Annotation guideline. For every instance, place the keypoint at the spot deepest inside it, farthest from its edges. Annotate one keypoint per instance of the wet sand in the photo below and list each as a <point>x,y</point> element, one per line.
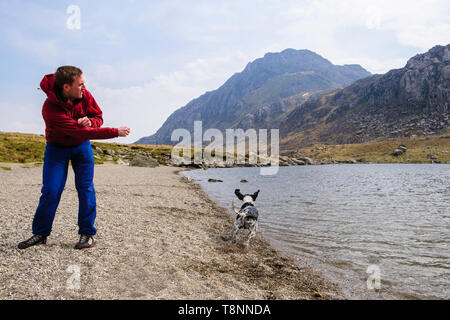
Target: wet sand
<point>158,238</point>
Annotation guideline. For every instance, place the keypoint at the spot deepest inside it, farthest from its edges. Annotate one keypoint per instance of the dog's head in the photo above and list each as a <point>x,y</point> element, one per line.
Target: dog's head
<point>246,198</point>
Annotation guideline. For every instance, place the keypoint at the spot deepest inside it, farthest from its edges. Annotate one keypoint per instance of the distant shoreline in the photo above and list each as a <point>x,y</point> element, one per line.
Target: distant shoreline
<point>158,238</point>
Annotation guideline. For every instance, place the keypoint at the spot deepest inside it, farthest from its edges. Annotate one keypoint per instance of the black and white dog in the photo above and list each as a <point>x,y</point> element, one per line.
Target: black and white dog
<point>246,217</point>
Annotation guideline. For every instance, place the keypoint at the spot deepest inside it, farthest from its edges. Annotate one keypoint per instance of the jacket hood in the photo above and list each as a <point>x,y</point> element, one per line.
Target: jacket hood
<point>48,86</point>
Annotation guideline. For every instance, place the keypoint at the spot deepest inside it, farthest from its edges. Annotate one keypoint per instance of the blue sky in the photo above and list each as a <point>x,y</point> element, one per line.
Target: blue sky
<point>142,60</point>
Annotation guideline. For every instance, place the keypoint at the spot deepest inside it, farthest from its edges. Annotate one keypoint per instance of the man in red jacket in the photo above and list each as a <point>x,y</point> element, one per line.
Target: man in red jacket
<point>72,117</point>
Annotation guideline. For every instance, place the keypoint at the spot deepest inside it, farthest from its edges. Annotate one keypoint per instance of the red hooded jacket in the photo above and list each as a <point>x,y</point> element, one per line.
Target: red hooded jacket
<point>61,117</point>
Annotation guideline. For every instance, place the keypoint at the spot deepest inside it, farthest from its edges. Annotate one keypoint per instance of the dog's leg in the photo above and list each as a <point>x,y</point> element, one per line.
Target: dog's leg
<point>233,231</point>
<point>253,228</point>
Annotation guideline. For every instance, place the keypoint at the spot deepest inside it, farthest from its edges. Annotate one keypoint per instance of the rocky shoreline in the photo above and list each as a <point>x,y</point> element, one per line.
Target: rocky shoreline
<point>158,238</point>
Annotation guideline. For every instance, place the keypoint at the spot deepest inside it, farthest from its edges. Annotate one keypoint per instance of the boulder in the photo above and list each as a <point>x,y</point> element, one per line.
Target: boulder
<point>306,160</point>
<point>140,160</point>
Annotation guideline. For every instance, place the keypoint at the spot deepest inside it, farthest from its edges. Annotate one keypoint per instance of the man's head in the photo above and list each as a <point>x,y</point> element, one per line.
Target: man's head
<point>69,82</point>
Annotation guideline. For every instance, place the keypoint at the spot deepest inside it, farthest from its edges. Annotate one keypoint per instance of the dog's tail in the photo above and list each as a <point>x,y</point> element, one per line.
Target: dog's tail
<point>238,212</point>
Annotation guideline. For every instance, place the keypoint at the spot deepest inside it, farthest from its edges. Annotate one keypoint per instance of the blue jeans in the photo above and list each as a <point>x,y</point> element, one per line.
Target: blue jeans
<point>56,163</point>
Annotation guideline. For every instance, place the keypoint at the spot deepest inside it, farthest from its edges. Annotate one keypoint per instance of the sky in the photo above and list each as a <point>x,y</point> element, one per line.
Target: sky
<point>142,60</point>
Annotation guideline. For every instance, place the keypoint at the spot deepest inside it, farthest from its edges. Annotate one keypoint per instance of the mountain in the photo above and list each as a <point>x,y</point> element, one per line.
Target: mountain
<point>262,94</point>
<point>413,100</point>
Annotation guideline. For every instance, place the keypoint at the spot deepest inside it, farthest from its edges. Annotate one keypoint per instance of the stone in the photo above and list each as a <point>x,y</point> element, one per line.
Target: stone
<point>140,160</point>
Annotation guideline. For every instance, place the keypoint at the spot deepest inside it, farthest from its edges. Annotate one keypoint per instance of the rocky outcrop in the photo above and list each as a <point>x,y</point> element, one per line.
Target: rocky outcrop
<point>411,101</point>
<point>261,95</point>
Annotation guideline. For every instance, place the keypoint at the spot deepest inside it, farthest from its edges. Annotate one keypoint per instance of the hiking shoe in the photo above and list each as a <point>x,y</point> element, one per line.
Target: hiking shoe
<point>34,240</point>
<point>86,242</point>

┄┄┄┄┄┄┄┄┄┄┄┄┄┄┄┄┄┄┄┄

** EXERCISE AIM **
Convert every line of the rows above into a JSON list of strings, one string per line, omitting blank lines and the picture lines.

** FINAL RESULT **
[
  "Annotation guideline. For every instance, place the keypoint at the spot deepest inside it, farthest from its edges. Annotate one keypoint per instance of the wet sand in the photo below and list each as a <point>x,y</point> element, one per line.",
  "Target: wet sand",
  "<point>158,238</point>",
  "Annotation guideline. For every instance, place the keypoint at the spot deepest inside it, farthest from its edges. Annotate one keypoint per instance of the dog's head in the photo above and list each as a <point>x,y</point> element, one per line.",
  "Target: dog's head",
  "<point>246,198</point>",
  "Annotation guideline. For every instance, place the keypoint at the spot deepest inside it, farthest from its edges. Annotate one keypoint per instance of the distant shoreline in the photo above and list each as a <point>x,y</point> element, one per line.",
  "Target: distant shoreline",
  "<point>158,238</point>",
  "Annotation guideline. For every instance, place the keypoint at the spot deepest inside it, farthest from its edges. Annotate one keypoint per instance of the black and white dog in the photo above and list each as a <point>x,y</point> element, one per line.",
  "Target: black and white dog",
  "<point>246,217</point>",
  "Annotation guideline. For every instance, place the keypoint at the spot deepest inside it, farthest from its edges. Annotate one keypoint per instance of the jacket hood in the photo above and list each as a <point>x,y</point> element, one per line.",
  "Target: jacket hood",
  "<point>48,86</point>",
  "Annotation guideline. For every instance, place the keypoint at the spot deepest inside it, farthest from its edges. Annotate one keypoint per instance of the blue sky in the photo above and list each as a <point>x,y</point> element, one per line.",
  "Target: blue sky",
  "<point>142,60</point>",
  "Annotation guideline. For every instance, place the keypoint at the spot deepest inside it, farthest from its edges. Annotate one keypoint per instance of the man in red jacket in the photo above and list each as a <point>x,y</point> element, one per line.",
  "Target: man in red jacket",
  "<point>72,117</point>",
  "Annotation guideline. For every instance, place the keypoint at the spot deepest inside it, farthest from its edges. Annotate one keypoint per instance of the red hooded jacket in the photo above and list each as a <point>x,y</point> element, one per line.",
  "Target: red hooded jacket",
  "<point>61,117</point>",
  "Annotation guideline. For every instance, place the keypoint at the spot deepest inside it, farthest from its edges. Annotate one keypoint per instance of the dog's leg in the photo above and list each as a <point>x,y</point> element, one per line.",
  "Target: dog's leg",
  "<point>233,231</point>",
  "<point>253,228</point>",
  "Annotation guideline. For every instance, place the keypoint at the spot deepest inside it, farthest from its edges. Annotate one keypoint per instance of the rocky shoreline in the photo above and list each as a <point>x,y</point> element, one per line.",
  "Target: rocky shoreline",
  "<point>158,238</point>",
  "Annotation guideline. For every instance, place the keypoint at the spot deepest inside it, farthest from its edges. Annotate one keypoint per instance of the boulder in the photo above and list each as a <point>x,y</point> element, one per line.",
  "Target: boulder",
  "<point>306,160</point>",
  "<point>140,160</point>",
  "Annotation guideline. For every instance, place the keypoint at the spot deepest inside it, farthest from its edges. Annotate one keypoint per instance of the man's head in the photo above and list each as a <point>x,y</point> element, one per line.",
  "Target: man's head",
  "<point>69,82</point>",
  "Annotation guideline. For every instance, place the keypoint at the spot deepest inside it, farthest from its edges. Annotate one keypoint per instance of the dog's tail in the photo above and list each as a <point>x,y</point> element, one per line.",
  "Target: dog's tail",
  "<point>238,212</point>",
  "Annotation guideline. For every instance, place the keypoint at the spot deepest inside it, farthest from its edges. Annotate one keypoint per instance of the blue jeans in the photo above and list each as a <point>x,y</point> element, one per line.",
  "Target: blue jeans",
  "<point>56,163</point>",
  "Annotation guideline. For every instance, place the keypoint at the spot deepest inside it, farthest from its edges. Annotate one keypoint per instance of the sky in the photo above and list each as a <point>x,y</point> element, one per line.",
  "Target: sky",
  "<point>142,60</point>",
  "Annotation guideline. For every instance, place the keypoint at the spot deepest inside it, farthest from its edges. Annotate one keypoint per instance of the mountain in the photo above and list each as a <point>x,y</point> element, one per line.",
  "Target: mountain",
  "<point>262,94</point>",
  "<point>413,100</point>",
  "Annotation guideline. For every instance, place the keypoint at the spot deepest inside it, farthest from its edges. Annotate one keypoint per instance of the stone in the photo above and list each as a <point>x,y</point> element, one per line.",
  "Target: stone",
  "<point>140,160</point>",
  "Annotation guideline. For every instance, place the keypoint at the spot deepest inside it, farthest from its edges. Annotate one keypoint per instance of the rocky outcrop in the photo above and list each as a <point>x,y</point> element, one per line.",
  "Target: rocky outcrop",
  "<point>411,101</point>",
  "<point>261,95</point>",
  "Annotation guideline. For every instance, place the keypoint at the spot deepest inside it, farthest from its edges. Annotate one keypoint per instance of the hiking shoe in the photo above and list each as a <point>x,y</point> element, one per line.",
  "Target: hiking shoe",
  "<point>34,240</point>",
  "<point>86,242</point>"
]